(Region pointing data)

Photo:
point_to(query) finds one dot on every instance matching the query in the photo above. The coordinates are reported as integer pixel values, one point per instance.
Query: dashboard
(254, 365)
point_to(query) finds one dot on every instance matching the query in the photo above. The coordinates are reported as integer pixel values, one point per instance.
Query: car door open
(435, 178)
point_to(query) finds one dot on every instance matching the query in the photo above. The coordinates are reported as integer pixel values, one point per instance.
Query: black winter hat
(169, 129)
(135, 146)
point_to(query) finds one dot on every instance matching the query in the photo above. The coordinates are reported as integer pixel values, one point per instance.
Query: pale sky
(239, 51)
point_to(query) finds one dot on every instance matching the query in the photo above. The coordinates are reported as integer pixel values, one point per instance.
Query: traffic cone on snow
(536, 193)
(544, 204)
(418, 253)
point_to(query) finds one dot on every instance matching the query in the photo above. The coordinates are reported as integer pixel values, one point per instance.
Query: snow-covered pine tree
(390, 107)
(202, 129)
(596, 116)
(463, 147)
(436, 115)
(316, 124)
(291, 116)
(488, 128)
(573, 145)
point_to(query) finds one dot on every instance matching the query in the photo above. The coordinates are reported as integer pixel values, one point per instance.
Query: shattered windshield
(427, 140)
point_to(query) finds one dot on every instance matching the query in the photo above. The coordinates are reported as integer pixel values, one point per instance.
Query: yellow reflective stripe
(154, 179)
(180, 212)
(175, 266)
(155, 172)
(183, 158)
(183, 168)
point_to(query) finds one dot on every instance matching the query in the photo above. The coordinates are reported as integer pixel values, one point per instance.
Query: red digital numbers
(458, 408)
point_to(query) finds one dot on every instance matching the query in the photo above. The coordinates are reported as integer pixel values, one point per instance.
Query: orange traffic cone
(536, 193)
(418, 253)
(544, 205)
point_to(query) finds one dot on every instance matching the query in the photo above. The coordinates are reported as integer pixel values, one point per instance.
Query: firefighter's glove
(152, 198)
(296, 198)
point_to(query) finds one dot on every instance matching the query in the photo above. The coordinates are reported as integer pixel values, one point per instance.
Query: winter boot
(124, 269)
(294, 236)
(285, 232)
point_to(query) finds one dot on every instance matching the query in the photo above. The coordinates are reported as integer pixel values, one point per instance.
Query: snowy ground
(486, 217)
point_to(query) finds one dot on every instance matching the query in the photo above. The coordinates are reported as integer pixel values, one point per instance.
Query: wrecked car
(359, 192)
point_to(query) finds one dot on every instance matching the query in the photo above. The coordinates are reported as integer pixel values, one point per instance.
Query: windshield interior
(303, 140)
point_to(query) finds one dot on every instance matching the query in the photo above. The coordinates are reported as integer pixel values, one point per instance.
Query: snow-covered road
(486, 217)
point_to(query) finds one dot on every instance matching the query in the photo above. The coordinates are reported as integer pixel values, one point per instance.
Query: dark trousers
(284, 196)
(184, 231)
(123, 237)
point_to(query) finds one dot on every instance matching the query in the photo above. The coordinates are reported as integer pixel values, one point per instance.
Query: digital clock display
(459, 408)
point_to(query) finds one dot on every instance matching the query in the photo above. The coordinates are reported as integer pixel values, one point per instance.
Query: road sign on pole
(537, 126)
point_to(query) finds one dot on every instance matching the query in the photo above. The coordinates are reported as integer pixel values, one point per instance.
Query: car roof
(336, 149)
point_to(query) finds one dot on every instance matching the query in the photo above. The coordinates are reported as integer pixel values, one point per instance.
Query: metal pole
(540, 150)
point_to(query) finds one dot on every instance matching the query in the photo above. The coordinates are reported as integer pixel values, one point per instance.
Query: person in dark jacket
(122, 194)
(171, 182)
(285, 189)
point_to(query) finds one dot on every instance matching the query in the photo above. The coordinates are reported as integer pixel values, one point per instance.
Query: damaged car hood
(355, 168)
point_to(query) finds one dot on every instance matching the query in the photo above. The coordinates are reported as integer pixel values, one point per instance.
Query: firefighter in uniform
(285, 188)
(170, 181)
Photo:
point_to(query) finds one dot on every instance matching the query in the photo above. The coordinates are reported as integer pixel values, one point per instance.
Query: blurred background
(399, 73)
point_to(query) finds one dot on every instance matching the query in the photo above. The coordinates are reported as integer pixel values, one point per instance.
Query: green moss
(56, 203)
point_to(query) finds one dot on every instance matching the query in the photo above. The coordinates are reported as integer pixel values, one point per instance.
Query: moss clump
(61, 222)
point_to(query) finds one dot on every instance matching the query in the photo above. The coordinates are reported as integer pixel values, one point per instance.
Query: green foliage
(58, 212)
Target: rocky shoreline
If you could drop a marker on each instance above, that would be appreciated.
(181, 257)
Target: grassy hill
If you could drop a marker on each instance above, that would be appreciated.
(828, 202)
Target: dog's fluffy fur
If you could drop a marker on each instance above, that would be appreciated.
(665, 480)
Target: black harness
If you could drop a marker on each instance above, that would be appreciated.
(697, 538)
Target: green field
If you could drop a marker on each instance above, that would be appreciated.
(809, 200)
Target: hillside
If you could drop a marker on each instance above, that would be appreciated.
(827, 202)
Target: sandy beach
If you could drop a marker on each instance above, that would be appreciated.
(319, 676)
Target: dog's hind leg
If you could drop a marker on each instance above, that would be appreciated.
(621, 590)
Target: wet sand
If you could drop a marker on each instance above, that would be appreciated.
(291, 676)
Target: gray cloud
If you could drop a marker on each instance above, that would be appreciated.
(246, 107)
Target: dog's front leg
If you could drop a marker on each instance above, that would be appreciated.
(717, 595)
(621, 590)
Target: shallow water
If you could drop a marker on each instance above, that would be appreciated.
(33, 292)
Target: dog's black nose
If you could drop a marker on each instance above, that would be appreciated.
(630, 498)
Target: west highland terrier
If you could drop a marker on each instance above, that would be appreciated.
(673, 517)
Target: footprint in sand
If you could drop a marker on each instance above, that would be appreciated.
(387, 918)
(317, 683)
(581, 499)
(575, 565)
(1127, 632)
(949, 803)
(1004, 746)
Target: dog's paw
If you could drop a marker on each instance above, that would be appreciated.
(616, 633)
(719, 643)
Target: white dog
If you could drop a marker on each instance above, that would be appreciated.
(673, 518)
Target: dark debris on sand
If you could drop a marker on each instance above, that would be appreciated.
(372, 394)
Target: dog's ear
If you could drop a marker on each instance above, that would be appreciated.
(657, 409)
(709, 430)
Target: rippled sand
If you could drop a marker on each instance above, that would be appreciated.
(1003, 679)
---
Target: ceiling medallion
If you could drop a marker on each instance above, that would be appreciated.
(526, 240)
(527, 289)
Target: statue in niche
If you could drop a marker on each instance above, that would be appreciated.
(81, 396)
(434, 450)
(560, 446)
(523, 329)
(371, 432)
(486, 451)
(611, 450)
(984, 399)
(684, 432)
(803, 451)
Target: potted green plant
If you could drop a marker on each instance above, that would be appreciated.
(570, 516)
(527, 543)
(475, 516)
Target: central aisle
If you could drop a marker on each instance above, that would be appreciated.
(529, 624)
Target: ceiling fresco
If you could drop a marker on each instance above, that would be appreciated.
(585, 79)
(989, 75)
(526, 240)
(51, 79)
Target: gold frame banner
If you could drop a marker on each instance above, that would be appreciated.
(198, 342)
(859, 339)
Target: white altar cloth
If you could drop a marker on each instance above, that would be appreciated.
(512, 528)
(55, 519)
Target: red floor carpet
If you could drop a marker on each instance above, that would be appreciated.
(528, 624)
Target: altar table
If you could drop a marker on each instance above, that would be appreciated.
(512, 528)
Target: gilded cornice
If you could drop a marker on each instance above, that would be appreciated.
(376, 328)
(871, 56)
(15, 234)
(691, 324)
...
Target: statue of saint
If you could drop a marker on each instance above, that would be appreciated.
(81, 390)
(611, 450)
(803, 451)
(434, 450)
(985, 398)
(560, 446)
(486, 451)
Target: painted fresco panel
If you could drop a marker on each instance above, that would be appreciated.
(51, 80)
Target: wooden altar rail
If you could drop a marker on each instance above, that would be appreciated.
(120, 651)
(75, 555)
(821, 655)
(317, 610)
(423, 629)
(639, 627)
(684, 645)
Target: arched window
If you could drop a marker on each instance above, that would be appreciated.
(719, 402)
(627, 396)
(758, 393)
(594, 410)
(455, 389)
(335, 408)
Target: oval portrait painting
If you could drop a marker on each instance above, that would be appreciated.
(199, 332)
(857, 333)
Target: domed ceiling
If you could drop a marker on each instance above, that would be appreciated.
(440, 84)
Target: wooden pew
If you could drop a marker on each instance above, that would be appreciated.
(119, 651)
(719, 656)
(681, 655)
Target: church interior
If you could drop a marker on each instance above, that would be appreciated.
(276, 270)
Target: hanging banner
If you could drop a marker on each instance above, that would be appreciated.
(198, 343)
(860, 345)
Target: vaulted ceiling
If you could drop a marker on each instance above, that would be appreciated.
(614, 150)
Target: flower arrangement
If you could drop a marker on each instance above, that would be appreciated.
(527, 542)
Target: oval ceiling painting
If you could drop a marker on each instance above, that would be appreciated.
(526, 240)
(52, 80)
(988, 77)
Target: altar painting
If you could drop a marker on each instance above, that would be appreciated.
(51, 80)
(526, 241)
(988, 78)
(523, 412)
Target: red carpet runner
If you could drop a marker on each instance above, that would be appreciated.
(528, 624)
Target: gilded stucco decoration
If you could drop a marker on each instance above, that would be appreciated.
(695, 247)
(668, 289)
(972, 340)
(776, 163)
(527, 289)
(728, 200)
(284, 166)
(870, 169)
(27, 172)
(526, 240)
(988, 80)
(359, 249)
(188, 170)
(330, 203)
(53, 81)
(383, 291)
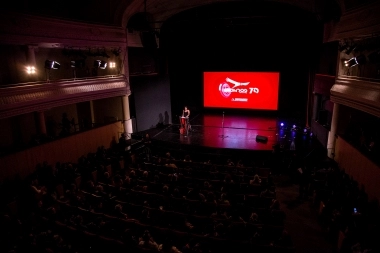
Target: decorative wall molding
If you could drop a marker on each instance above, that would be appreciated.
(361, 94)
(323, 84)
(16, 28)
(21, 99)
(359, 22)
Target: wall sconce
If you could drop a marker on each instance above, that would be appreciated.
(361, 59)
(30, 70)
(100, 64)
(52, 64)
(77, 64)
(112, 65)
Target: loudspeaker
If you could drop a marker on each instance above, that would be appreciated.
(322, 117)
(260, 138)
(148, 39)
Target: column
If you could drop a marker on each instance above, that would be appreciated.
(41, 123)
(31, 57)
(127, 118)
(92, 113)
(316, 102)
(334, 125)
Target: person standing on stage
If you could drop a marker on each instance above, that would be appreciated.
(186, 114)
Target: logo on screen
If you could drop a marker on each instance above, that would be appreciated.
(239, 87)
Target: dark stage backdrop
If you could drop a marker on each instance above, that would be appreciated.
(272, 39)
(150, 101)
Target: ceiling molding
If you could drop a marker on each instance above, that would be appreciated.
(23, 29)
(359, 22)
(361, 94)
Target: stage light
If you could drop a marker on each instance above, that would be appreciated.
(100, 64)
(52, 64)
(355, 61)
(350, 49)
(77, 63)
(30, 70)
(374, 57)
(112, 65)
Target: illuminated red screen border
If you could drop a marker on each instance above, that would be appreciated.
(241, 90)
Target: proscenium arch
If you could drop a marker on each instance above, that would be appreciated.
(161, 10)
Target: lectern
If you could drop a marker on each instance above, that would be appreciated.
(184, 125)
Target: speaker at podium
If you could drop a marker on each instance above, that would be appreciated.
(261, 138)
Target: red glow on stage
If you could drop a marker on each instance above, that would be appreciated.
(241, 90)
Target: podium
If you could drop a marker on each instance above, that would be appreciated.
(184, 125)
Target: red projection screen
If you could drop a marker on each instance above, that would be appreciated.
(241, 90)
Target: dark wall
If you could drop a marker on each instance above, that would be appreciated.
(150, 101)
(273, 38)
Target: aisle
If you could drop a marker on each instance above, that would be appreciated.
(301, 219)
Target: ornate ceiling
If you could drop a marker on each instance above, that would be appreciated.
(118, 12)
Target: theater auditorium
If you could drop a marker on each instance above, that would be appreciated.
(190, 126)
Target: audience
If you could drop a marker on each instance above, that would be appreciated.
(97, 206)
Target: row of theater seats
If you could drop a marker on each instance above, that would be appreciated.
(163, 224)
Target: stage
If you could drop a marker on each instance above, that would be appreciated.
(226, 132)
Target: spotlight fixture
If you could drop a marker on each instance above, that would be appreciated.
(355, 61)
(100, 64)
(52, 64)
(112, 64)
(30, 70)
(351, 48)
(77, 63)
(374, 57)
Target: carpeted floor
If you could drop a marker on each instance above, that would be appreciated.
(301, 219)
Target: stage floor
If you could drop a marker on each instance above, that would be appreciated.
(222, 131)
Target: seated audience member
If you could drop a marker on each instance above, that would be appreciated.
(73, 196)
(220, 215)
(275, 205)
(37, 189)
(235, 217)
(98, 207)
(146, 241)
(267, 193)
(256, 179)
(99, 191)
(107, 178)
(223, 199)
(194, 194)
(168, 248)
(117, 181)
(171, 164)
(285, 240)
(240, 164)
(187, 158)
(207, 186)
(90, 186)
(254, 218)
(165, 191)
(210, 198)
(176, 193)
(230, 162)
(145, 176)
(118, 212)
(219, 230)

**Your task**
Scan the records above for the word "banner" and return every line where it occurs.

**Task output**
Target: gold frame banner
Target: hanging banner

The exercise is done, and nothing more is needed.